╭──
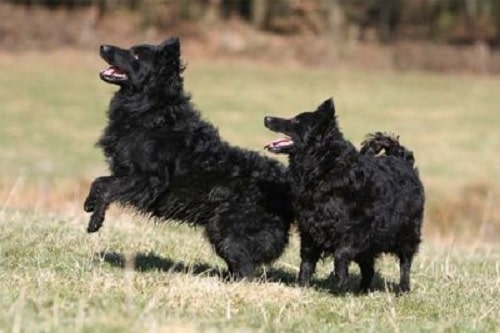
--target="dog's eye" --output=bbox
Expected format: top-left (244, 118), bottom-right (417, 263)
top-left (131, 50), bottom-right (140, 60)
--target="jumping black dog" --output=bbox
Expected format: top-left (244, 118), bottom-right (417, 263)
top-left (84, 37), bottom-right (294, 279)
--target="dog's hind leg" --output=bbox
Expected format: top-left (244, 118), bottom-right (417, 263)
top-left (205, 208), bottom-right (257, 281)
top-left (355, 255), bottom-right (375, 293)
top-left (397, 228), bottom-right (421, 294)
top-left (331, 248), bottom-right (353, 292)
top-left (226, 257), bottom-right (255, 282)
top-left (298, 233), bottom-right (321, 287)
top-left (211, 236), bottom-right (256, 281)
top-left (207, 201), bottom-right (289, 282)
top-left (398, 252), bottom-right (414, 294)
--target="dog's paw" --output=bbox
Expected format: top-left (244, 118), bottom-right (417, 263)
╰──
» **Task statement**:
Repeat each record verbatim, pictures excluded.

» **Reply to the exercise**:
--target="dog's eye" --output=bbox
Expected format: top-left (244, 118), bottom-right (417, 263)
top-left (131, 50), bottom-right (140, 60)
--target="jumping black dog" --output=bbox
Expected format: top-left (244, 118), bottom-right (417, 263)
top-left (84, 37), bottom-right (294, 279)
--target="dog's hind leg" --output=bbox
Expected format: top-left (244, 118), bottom-right (417, 263)
top-left (205, 208), bottom-right (257, 281)
top-left (355, 255), bottom-right (375, 293)
top-left (397, 228), bottom-right (421, 294)
top-left (331, 248), bottom-right (353, 292)
top-left (226, 257), bottom-right (255, 282)
top-left (298, 233), bottom-right (321, 287)
top-left (211, 236), bottom-right (256, 281)
top-left (207, 201), bottom-right (289, 282)
top-left (398, 252), bottom-right (414, 294)
--target="dog's paw" --output=bbox
Expected format: top-left (244, 118), bottom-right (417, 263)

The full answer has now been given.